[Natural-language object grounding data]
::::

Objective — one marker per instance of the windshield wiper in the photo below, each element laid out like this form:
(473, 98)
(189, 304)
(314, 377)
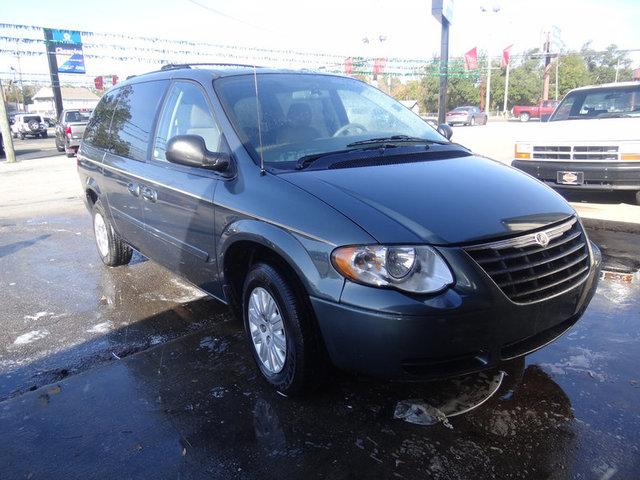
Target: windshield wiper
(394, 139)
(304, 162)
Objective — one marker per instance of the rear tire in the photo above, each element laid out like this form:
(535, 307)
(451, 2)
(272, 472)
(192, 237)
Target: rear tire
(112, 250)
(301, 363)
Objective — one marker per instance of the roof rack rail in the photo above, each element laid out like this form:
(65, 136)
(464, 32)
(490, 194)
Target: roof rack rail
(173, 66)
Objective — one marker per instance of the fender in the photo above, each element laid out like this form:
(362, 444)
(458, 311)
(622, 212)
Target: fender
(309, 258)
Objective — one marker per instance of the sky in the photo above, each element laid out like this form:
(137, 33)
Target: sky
(339, 26)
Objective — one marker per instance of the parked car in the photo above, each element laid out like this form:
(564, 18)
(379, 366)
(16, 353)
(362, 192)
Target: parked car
(70, 129)
(341, 226)
(543, 110)
(466, 116)
(28, 124)
(592, 141)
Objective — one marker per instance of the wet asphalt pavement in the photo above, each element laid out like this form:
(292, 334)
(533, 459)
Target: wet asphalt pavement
(132, 373)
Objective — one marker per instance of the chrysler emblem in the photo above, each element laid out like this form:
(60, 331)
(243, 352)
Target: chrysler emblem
(542, 239)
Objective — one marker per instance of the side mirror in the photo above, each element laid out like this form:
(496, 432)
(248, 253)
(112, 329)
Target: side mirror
(445, 130)
(191, 150)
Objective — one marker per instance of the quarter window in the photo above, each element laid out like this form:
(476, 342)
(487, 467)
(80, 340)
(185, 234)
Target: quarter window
(186, 112)
(133, 118)
(97, 132)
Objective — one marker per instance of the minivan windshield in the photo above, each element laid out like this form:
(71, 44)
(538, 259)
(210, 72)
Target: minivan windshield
(304, 115)
(610, 102)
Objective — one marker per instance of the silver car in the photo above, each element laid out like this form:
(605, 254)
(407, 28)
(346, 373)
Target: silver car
(466, 116)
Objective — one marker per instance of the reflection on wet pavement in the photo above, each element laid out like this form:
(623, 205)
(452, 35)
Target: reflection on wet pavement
(63, 311)
(189, 404)
(195, 408)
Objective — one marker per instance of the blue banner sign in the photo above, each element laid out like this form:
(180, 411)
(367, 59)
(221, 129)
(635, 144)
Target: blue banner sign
(67, 45)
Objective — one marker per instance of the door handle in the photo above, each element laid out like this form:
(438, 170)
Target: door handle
(134, 189)
(149, 194)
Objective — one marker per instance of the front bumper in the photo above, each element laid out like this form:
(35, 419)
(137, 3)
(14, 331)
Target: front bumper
(468, 328)
(597, 175)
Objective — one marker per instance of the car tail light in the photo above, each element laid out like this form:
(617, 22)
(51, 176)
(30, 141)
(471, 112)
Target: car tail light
(523, 150)
(630, 151)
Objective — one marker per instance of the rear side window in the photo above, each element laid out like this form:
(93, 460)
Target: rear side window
(96, 133)
(133, 118)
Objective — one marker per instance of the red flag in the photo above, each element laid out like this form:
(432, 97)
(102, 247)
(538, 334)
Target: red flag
(471, 59)
(378, 65)
(505, 57)
(348, 66)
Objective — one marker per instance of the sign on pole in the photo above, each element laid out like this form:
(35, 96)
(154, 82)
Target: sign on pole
(67, 45)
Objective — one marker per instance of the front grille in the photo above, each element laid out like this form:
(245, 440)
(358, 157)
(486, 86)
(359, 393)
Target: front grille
(576, 152)
(528, 272)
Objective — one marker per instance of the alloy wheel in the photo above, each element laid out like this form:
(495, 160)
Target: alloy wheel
(102, 237)
(267, 330)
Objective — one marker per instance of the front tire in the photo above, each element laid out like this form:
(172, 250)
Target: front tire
(112, 250)
(281, 331)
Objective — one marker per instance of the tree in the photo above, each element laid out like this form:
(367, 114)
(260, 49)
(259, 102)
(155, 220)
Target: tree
(602, 65)
(572, 73)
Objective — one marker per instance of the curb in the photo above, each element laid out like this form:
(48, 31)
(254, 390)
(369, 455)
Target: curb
(610, 225)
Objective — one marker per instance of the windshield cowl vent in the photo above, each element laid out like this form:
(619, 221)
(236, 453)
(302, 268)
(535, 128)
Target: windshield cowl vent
(398, 159)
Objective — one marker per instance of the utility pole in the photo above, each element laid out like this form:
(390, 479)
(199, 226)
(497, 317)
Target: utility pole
(547, 66)
(506, 90)
(444, 71)
(487, 93)
(557, 72)
(443, 11)
(24, 104)
(53, 71)
(7, 140)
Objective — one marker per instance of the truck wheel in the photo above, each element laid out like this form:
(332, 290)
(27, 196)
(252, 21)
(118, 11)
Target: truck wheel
(112, 250)
(281, 331)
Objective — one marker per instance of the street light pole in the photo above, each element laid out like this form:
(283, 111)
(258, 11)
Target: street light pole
(487, 100)
(5, 129)
(443, 11)
(444, 71)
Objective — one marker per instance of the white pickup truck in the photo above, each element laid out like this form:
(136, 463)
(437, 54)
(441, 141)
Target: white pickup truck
(591, 142)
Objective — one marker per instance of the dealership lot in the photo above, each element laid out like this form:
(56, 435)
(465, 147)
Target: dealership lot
(137, 371)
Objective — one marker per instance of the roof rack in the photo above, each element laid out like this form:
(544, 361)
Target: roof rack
(173, 66)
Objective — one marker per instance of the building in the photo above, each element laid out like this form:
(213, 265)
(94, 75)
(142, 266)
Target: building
(411, 105)
(72, 97)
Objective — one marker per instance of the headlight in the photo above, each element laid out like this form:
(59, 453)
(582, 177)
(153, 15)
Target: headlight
(630, 151)
(418, 269)
(523, 150)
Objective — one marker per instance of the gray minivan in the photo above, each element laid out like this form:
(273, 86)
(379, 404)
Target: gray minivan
(342, 228)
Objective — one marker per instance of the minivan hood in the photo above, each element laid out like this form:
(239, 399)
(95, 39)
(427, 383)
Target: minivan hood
(593, 130)
(440, 202)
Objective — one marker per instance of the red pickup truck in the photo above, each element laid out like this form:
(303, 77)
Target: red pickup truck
(543, 109)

::::

**PROBLEM DETAILS:** Print each entry above exactly. The pictures should not be printed.

**TASK RESPONSE:**
Objective — one marker per instance of the windshield wiper in the photo below, each element laid out like this form:
(473, 98)
(189, 304)
(314, 377)
Target: windshield wiper
(394, 139)
(304, 162)
Objective — one marker per instance of the rear tire in the photo above, each element laid out like this form:
(535, 307)
(451, 2)
(272, 472)
(192, 237)
Target: rear tire
(112, 250)
(301, 363)
Objective — one marker per instance of the roof rack rail in the photo above, each element laid out like this form:
(65, 136)
(464, 32)
(490, 194)
Target: roof rack rail
(173, 66)
Objective — one marker per instance of the fender in the photo above, each element laid out like this form:
(362, 444)
(458, 311)
(622, 212)
Target: fender
(309, 258)
Objective — one marker per instance of the sky in the photo above, each element laid out like this form:
(137, 33)
Target: sky
(339, 26)
Objective — one marker per instance of the parked car in the photo above, each element laid out like this form:
(564, 18)
(379, 366)
(16, 353)
(362, 192)
Target: parked car
(70, 129)
(341, 226)
(543, 110)
(466, 116)
(28, 124)
(592, 141)
Objective — one marker per instance of the wet asphalt pavement in the photo above, each element laid out like this form:
(292, 334)
(533, 459)
Target: wet asphalt pavement
(132, 373)
Objective — one marker per instance of the chrysler emblem in the photo above, each element laid out like this form:
(60, 331)
(243, 352)
Target: chrysler emblem
(542, 239)
Objective — one marker per instance of the side mirror in the photo above, each element laid out like this form:
(496, 432)
(248, 253)
(112, 329)
Target: side mirror
(445, 130)
(191, 150)
Objective — one marker per instance of the quarter window in the photo above, each element laid out like this form:
(476, 342)
(487, 467)
(80, 340)
(185, 234)
Target: quarter window
(186, 112)
(133, 118)
(97, 132)
Objective — one marker per instance of the minivan windshield in the photo above, each element laid out like this form:
(71, 44)
(538, 259)
(210, 72)
Target: minivan windshield
(304, 115)
(610, 102)
Objective — one marker per instance of the silver car in the photo above, each element laid out like this form:
(605, 254)
(407, 28)
(346, 373)
Target: silver car
(466, 116)
Objective — one marker per instance of the reflection on wet pavement in the photo above, each element laid out like this form:
(623, 205)
(452, 35)
Target: reflection on wet pavement
(63, 311)
(189, 404)
(195, 408)
Objective — one marker per instance of the blue banner sign in the photo above, each element laid out like this form:
(180, 411)
(367, 59)
(221, 129)
(635, 144)
Target: blue banner sign
(67, 45)
Objective — one marker per instance of the door handle in the photo above, each element laid out like this form:
(438, 170)
Target: door handle
(134, 189)
(149, 194)
Objective — one marker per instance of the front bumper in the photo above, each element laid out like this form:
(35, 419)
(137, 3)
(14, 331)
Target: front bumper
(468, 328)
(597, 175)
Objective — one marker per instance of the car tail light in the photo above, each element laid out like this form:
(617, 22)
(51, 176)
(30, 141)
(471, 112)
Target: car tail light
(523, 150)
(630, 151)
Objective — one marker per instance of the rear side window in the photo above, each element laid out like this form:
(93, 460)
Target: rear side window
(96, 133)
(133, 118)
Objective — one marker per instance of the red flag in the photo above, each element laid out like this form:
(432, 97)
(102, 247)
(538, 334)
Target: red flag
(471, 59)
(378, 65)
(505, 57)
(348, 66)
Objective — one marker per instance of the sign on pole in the photo above, each element laid out like this form:
(35, 96)
(154, 82)
Target: sign on pole
(67, 45)
Objective — one marker per instance of the front grille in the photo above, each element laid out like this form:
(245, 440)
(358, 157)
(486, 86)
(359, 393)
Target: front grille
(576, 152)
(528, 272)
Objective — one marker per instance of the alloy wheel in the photo above, each element laid out like this form:
(495, 160)
Target: alloy wheel
(102, 237)
(267, 330)
Objective — one marker per instance of the front tire in the photo above, each element laid out like this form:
(172, 250)
Target: front tire
(112, 250)
(281, 331)
Objective — one marker per instance of the tree in the photo above, each element laid out like this form:
(367, 114)
(260, 49)
(259, 102)
(155, 220)
Target: tree
(602, 65)
(572, 73)
Objective — one marker per instance of the curb in the photo above, each element laid out like this form:
(48, 31)
(254, 390)
(369, 455)
Target: curb
(610, 225)
Objective — one marker per instance of the windshield cowl vent in the photo above, each element laid out like this form:
(619, 221)
(236, 453)
(302, 268)
(535, 128)
Target: windshield cowl vent
(398, 159)
Objective — one marker per instance of the utility pole in the photo above, each element laid out like this form:
(390, 479)
(199, 226)
(497, 317)
Target: utility pole
(547, 66)
(506, 90)
(444, 71)
(487, 93)
(557, 72)
(443, 11)
(24, 104)
(53, 71)
(7, 140)
Objective — one marker per instance of the truck wheel in the photo above, each element laid out like this form:
(332, 290)
(27, 196)
(252, 21)
(118, 11)
Target: truck wheel
(112, 250)
(281, 331)
Objective — one marker per instance of the street light pole in the photo above, each element laid out like this form:
(283, 111)
(258, 11)
Target: street light pole
(487, 100)
(5, 129)
(443, 11)
(444, 71)
Objective — one marker per instance of the white pickup truck in the photo above, each element laid out like this form:
(136, 463)
(437, 54)
(441, 141)
Target: white pickup truck
(591, 142)
Objective — one marker per instance of the dealership lot in the photo above, each element laid out like this form:
(56, 435)
(465, 147)
Target: dealership lot
(137, 371)
Objective — one marker per instance of the roof rack in the photo above, each element laid out like this form:
(544, 361)
Target: roof rack
(173, 66)
Objective — one marker per instance of the building in the photo above, each element laid out like this form:
(213, 265)
(94, 75)
(142, 266)
Target: building
(411, 105)
(72, 97)
Objective — one marker per instance of the headlight in the photo above, each element laid out like this form:
(59, 453)
(582, 177)
(153, 15)
Target: headlight
(630, 151)
(418, 269)
(523, 150)
Objective — one marker per instance of the gray minivan in the photo above, each element laid out like this form:
(273, 86)
(379, 404)
Target: gray minivan
(342, 228)
Objective — one marker per instance of the minivan hood in the photo above, each element laid out like this form:
(239, 399)
(95, 39)
(427, 383)
Target: minivan hood
(593, 130)
(440, 202)
Objective — one marker per instance of the red pickup truck in the photo above, each element laid out like this form:
(303, 77)
Target: red pickup truck
(543, 109)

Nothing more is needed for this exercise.